Entries taken from a collection:
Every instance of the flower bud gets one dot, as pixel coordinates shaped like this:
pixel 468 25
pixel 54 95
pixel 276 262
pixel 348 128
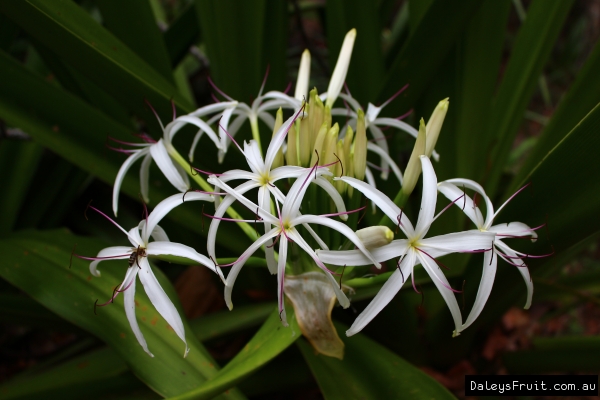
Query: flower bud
pixel 303 76
pixel 304 145
pixel 413 169
pixel 317 153
pixel 360 147
pixel 330 146
pixel 375 236
pixel 291 155
pixel 341 68
pixel 278 160
pixel 434 125
pixel 316 110
pixel 339 167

:: WHAT THE EXERCISE ASKS ::
None of the pictures should appear; repeat the records exactly otherwise.

:: FINISHED ANSWER ::
Every instance of the flower bud gets one dot, as pixel coordinates shaped like this:
pixel 468 25
pixel 54 95
pixel 276 262
pixel 348 128
Query: flower bud
pixel 303 76
pixel 304 145
pixel 413 169
pixel 317 153
pixel 360 147
pixel 330 146
pixel 375 236
pixel 291 155
pixel 341 68
pixel 278 160
pixel 434 125
pixel 316 110
pixel 339 167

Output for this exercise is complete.